### Document text
'''
British Catholics welcome Vatican’s Darwin acceptance
By Jonathan Moore
The Vatican has claimed the theory of evolution is compatible with Christianity in a move welcomed by British Catholics on the 200th anniversary of Darwin’s birth.
Archbishop Gianfranco Ravasi, head of the Pontifical Council for Culture, even said biological evolution complemented the Christian view of creation.
He said that despite previous hostility to evolutionary theory it could actually be traced to St Augustine and St Thomas Aquinas.
“I think it’s about time,” said Seamus Crowe, spokesman for the Catholic Missionary Union, told politics.co.uk.
“I can only speak for myself as a Catholic but I think it’s great and the wonder of our creation with the wonder of evolution is brilliant. I’m glad they’ve done it, it can only be good.
“I think people in different cultures, where there may be more archaic opinions, will perhaps have a different take on this but I think the on the whole Western world and most British Catholics will view this as a positive thing.”
There had been speculation that Pope Benedict XVI may be preparing to endorse the theory of intelligent design.
However, organisers of the papal-backed conference to mark the 150th anniversary of On the Origin of Species said they had originally planned to ban intelligent design from the event, describing it as “poor theology and poor science”.
Marc Leclerc, who teaches natural philosophy at the Gregorian University, said the time had come for a “rigorous and objective valuation” by the Church of Darwin.
He said too many groups opposed to evolutionary theory mistakenly claimed it was “totally incompatible with a religious vision of reality”.
'''
Excerpts from a dataset
'''
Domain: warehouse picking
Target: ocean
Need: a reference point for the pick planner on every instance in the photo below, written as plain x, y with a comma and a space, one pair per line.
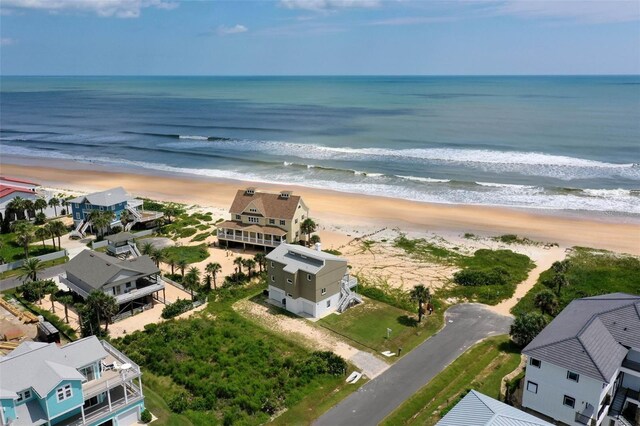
557, 143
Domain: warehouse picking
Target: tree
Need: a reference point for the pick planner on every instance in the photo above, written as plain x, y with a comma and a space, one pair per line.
526, 327
546, 301
30, 269
24, 235
261, 260
308, 226
212, 269
103, 306
42, 234
58, 229
421, 294
40, 204
55, 203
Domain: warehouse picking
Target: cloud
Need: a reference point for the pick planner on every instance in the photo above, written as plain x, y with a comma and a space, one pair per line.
'''
### Questions to answer
(a) Based on the news article, decide whether each statement agrees with it: (i) Gianfranco Ravasi heads the Pontifical Council for Culture; (ii) the conference organizers had originally planned to include intelligent design at the event; (iii) Marc Leclerc teaches at the Gregorian University. For each, answer yes or no and quote the words from the article that decide it.
(b) Reproduce the news article's wording between "Archbishop Gianfranco Ravasi, head" and "St Thomas Aquinas.", inclusive.

### Task-by-task solutions
(a)
(i) Yes: "Archbishop Gianfranco Ravasi, head of the Pontifical Council for Culture"
(ii) No: "they had originally planned to ban intelligent design from the event"
(iii) Yes: "Marc Leclerc, who teaches natural philosophy at the Gregorian University"

(b)
Archbishop Gianfranco Ravasi, head of the Pontifical Council for Culture, even said biological evolution complemented the Christian view of creation.
He said that despite previous hostility to evolutionary theory it could actually be traced to St Augustine and St Thomas Aquinas.